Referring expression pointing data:
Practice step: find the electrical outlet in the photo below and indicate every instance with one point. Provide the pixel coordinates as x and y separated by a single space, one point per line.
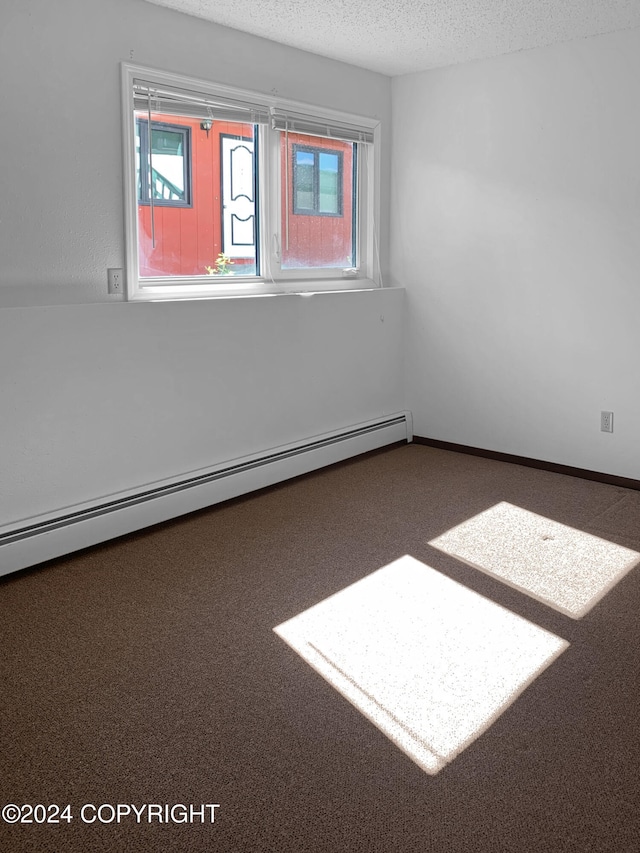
606 421
114 281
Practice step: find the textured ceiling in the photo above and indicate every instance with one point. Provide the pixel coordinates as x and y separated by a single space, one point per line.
401 36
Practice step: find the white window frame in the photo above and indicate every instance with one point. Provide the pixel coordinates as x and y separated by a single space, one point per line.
272 279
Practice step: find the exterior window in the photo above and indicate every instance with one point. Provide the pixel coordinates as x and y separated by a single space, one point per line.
228 194
317 181
167 170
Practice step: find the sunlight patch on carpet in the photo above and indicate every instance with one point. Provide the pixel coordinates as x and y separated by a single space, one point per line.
431 663
563 567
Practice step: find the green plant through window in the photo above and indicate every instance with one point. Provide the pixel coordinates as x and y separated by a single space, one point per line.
221 267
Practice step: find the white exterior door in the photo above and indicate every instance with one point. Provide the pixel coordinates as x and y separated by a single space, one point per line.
238 201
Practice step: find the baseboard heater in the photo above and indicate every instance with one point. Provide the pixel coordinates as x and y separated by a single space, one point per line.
35 540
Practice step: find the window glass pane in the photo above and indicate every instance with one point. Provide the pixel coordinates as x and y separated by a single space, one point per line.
203 178
328 200
303 176
167 148
318 203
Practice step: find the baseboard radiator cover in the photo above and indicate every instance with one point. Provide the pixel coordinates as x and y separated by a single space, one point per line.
44 538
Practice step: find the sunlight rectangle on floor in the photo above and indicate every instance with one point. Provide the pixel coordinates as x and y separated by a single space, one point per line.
568 569
430 662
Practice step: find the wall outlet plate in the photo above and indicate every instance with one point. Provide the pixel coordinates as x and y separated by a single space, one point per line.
115 281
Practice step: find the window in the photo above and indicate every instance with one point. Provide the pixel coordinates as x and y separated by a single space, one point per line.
170 163
317 181
232 193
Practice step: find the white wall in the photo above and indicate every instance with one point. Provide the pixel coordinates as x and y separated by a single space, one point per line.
99 399
96 398
516 230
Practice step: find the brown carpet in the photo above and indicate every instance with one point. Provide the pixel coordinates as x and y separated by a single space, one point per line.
147 671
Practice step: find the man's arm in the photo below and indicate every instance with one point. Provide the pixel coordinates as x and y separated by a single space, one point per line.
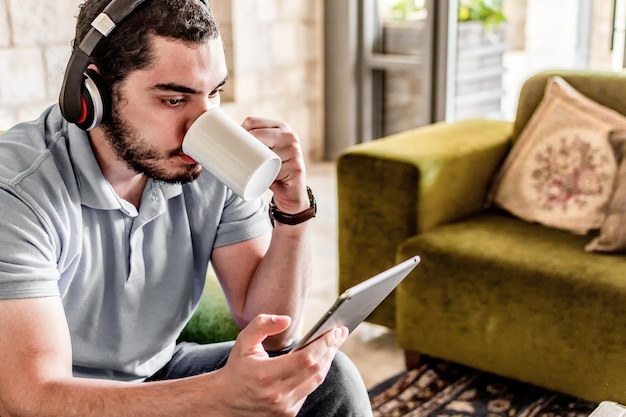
272 275
36 373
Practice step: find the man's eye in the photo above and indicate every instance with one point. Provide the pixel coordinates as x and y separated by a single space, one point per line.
174 101
216 92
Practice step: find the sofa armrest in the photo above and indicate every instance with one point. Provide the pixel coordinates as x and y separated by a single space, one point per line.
395 187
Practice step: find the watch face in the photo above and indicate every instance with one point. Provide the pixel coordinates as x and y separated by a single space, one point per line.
293 219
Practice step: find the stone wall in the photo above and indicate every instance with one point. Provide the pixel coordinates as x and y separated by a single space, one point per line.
274 52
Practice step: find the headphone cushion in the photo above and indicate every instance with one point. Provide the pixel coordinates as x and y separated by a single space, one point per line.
95 101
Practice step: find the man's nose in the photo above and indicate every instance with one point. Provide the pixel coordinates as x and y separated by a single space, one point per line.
202 108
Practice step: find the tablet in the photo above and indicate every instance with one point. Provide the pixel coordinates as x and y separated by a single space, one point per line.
356 303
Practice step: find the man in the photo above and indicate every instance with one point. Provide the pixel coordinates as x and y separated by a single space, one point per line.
107 233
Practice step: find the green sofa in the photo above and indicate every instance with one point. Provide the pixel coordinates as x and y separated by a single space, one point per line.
492 292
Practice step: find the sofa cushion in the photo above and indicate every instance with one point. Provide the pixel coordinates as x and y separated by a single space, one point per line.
560 172
517 299
612 236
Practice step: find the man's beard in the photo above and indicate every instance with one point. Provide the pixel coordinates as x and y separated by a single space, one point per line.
140 156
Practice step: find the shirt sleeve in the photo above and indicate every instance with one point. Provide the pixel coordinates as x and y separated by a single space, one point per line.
242 220
27 258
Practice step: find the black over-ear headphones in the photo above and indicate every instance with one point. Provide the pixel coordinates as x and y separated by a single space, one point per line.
85 99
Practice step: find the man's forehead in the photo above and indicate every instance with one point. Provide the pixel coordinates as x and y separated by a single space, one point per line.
184 63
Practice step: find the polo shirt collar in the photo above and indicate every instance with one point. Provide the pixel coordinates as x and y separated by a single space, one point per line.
96 191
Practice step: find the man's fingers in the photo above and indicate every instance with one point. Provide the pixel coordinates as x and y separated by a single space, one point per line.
251 338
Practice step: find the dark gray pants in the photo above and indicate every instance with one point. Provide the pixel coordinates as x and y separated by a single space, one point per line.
342 394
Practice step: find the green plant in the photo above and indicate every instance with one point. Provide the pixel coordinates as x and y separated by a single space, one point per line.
487 11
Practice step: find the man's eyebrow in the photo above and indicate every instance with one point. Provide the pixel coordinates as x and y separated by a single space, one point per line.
183 89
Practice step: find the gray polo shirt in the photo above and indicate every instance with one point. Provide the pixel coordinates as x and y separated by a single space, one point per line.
129 280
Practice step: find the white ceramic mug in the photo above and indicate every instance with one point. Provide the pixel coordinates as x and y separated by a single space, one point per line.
238 159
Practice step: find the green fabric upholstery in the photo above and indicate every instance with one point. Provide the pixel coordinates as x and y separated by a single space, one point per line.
212 321
523 300
448 165
492 292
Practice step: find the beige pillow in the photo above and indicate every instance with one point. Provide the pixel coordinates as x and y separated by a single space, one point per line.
560 171
612 236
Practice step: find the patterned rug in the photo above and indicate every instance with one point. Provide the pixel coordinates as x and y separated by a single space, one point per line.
437 388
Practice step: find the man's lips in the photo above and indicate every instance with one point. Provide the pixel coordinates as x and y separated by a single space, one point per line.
187 159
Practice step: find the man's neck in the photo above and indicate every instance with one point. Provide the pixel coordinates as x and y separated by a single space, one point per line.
127 183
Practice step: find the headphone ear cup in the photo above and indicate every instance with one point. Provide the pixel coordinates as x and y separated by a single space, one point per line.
95 101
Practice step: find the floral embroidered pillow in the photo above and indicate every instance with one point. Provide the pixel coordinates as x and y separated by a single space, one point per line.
612 236
561 170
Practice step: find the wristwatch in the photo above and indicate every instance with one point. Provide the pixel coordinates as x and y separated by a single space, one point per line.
293 219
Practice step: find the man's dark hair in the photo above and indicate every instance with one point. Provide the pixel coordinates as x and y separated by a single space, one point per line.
127 48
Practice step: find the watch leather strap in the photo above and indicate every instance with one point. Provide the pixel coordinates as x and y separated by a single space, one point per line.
293 219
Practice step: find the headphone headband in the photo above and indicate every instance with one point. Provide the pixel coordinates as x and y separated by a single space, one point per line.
71 100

Exercise:
Reprint each of the records exactly and skip the images.

Solution for this exercise:
Practice step: find the electrical outlet in the photo below and indicate every instance with one point. Provide the pixel coordinates as x and y separated by a single space, one point per line.
606 421
114 281
Practice step: find the textured ceiling in the photo above and indicate every instance with one point. Provide the pixel coordinates as x and y separated by a single space, one point per line.
401 36
Practice step: find the white window frame in the photo above and indicate every instance with one point. Provide the pixel coordinates as x and y separated by a single space, one point per line.
272 279
Practice step: find the exterior window in the photo above and indicate every instance with one point. Provide the pixel coordinates as x and y separated by a single space, one point per line.
228 194
317 181
167 170
Practice step: find the sunlight patch on carpet in the photo above and indicate every instance with one point. Provide the pixel coordinates as x and y separated by a single space, one point per line.
431 663
563 567
Practice step: find the green plant through window in the photo above and indicate every instance with one point. Provide the pixel coordinates as x and y separated by a single space, one point per line.
221 267
Practice step: find the white exterior door in the photo above and indicate every instance with one point. Provide the pixel coordinates as x and y separated by a single space, one point per line.
238 201
Practice step: find the baseboard heater in the photo above and indicate every instance with one point. Provide the pixel coordinates as x and y separated by a single space, one point per line.
35 540
Practice step: find the window glass pane in the photo above and indicate every instance with one point. Provide the pixel coordinates as x and y separated by a single space, one point per line.
203 178
328 200
303 176
167 148
318 203
Practice step: find the baseboard radiator cover in the photo above and indicate every instance with one point. Provide the pixel coordinates as x and y separated by a single space, one point per line.
44 538
Practice step: find the sunlight rectangle on floor in the photo above and indicate every instance with one point. Provide the pixel coordinates as x and y separated by a single space, one point per line.
568 569
430 662
Practice step: find the wall outlet plate in the photo above and indicate every instance with one point. Provide the pixel coordinates as x and y separated by a single space, one point per line.
115 281
Practice step: find the window in the photo above and indicate every instance with one point. Provide the pixel coordinates as x and y separated by a single space, one point per line.
170 163
317 181
232 193
Practice step: find the white wall in the photo above and indicate every instance with one point. Provide the pixel coordinates as x and y separated by a single space, one point per line.
99 399
96 398
516 230
Practice step: find the brown carpet in the photo above and indicate every instance with one point. Provide the pixel coordinates as x and y separated by a single space, one point per line.
147 671
Practice step: find the man's arm in the photo below and indicate every instance with one point. Provide the pixel coordinates as x and y separated by a single space, one point per line.
272 275
36 373
Practice step: find the man's eye in the photo above and indicate every instance with one point. Provide the pixel coordinates as x and y separated by a single space, one point per line.
174 101
216 92
Practice step: find the sofa armrest in the photo above and indicate every instance with one point. Provide the pixel coordinates as x and y separated by a single space, one point per line.
395 187
Practice step: find the watch face in the photo above and indicate every instance with one point. Provide the pixel coordinates as x and y separated by a single space, one point per line.
293 219
Practice step: find the stone wall in the photo above and indicate every instance with one point. Provide the pixel coordinates as x and y separated by a single space, one point per line.
274 52
Practice step: find the headphone cushion in the photo above and indicate every instance with one point. Provide the pixel coordinates as x and y separated by a single space, one point per line.
95 101
Practice step: find the man's nose in the photo above and indicate every instance with one point. Provide the pixel coordinates as x and y separated by a single space, one point per line.
202 108
Practice step: find the tablet in the photo above and indicate every instance with one point. Provide the pixel coordinates as x and y separated by a single space, one point per line.
356 303
Practice step: find the man in the photo above and indicate every instance with one point. Provide the pixel coordinates as x and y separated by a single space, one point per line.
107 233
Practice step: find the green sofa in the photo above and indicate every instance with one point. Provide the pixel coordinates as x and y separated by a single space, one point per line.
492 292
Practice step: find the sofa cushion in the photo above and indicate every instance with one point. Provide the pixel coordinates as x and y separated by a single space, one point per line.
560 172
517 299
612 236
Practice step: find the man's beard in the photo above and indicate every instance with one point. Provide the pixel coordinates as x and y separated by a single space, one point per line.
140 156
Practice step: find the shirt sleeve in the photo above and indicate every instance with one point. Provide the pixel coordinates as x and y separated by a single space, one point per line.
242 220
27 258
Practice step: find the black over-ear headphones in the photo above and indicate every instance with one point. Provide the pixel coordinates as x and y separated by a single space, one point per line.
85 99
Practice step: find the man's forehead in the photo above and indicate every instance with one point. Provide the pixel coordinates as x and y separated by a single space, one point per line.
184 63
Practice step: find the polo shirt collar in the photo above and indicate every instance with one point. Provide the pixel coordinates as x and y separated by a single space, one point per line.
96 191
Practice step: find the man's fingers in the photo above and indicate every instance with one point. Provide the pixel coordinates as x and y separated by a single space, one point per line.
251 338
Practice step: find the dark gray pants in the photo above and indicate every instance with one point. Provide the pixel coordinates as x and y separated by a single space, one point per line.
342 394
Practice step: find the green plant in the photo above and indicate every instance with one point. Provide the pixel coordinates as x and y separated by a single space, one point per line.
487 11
Practice step: find the man's eyebrow in the photo above and indicate every instance with one point. Provide the pixel coordinates as x and y separated by a single space, one point per line.
183 89
Practice step: find the gray polo shirt in the photo above and indicate every instance with one point. Provide the pixel coordinates as x and y separated by a single space, one point per line.
129 280
Practice step: find the white ceramic mug in the photo above and indicate every instance with one point. Provide the pixel coordinates as x and y separated by a single space, one point per line.
238 159
Practice step: find the green fabric upholstery in the photo above and indicate every instance with one point. Provide the pixel coordinates as x and y separated by a single space, one point per line.
212 321
523 300
448 165
492 292
Practice step: find the beige pillow in the photo above and indicate every instance with one point. Provide the pixel coordinates as x and y separated by a single space, one point per line.
560 171
612 236
Practice step: find the patterned rug in the photo above and indicate every instance with one point. Provide the pixel coordinates as x and y separated by a single space, one point per line.
437 388
Practice step: find the man's lips in the photo above and indicate every instance with one point. Provide the pixel coordinates as x and y separated by a single space, one point per line.
187 159
Practice step: find the man's neck in the photo above and indicate every instance with one point. Provide the pixel coordinates as x and y separated by a single space, one point per line.
127 183
Practice step: find the headphone ear cup in the photo above and indicate every instance with one point. Provide the pixel coordinates as x and y separated by a single space, one point per line.
95 101
Practice step: find the floral embroidered pillow in the photo above and indicate every instance with one point. Provide the pixel coordinates as x and y separated by a single space, one point per line.
612 236
561 170
Practice step: find the wristwatch in the photo above and indicate every instance with one point. Provide the pixel coordinates as x and y separated by a single space, one point per line.
293 219
Practice step: find the man's dark hair in the photo above and indicate every instance with one point. Provide the pixel coordinates as x and y separated by a single space, one point per line.
127 48
Practice step: find the watch leather strap in the photo above and indicate every instance with one point. Provide the pixel coordinates as x and y separated by a single space, one point per line.
293 219
Practice step: find the headphone headband in the photo above and indicate every instance with one point. Provide the pixel coordinates as x and y separated by a single space, one point per line.
71 100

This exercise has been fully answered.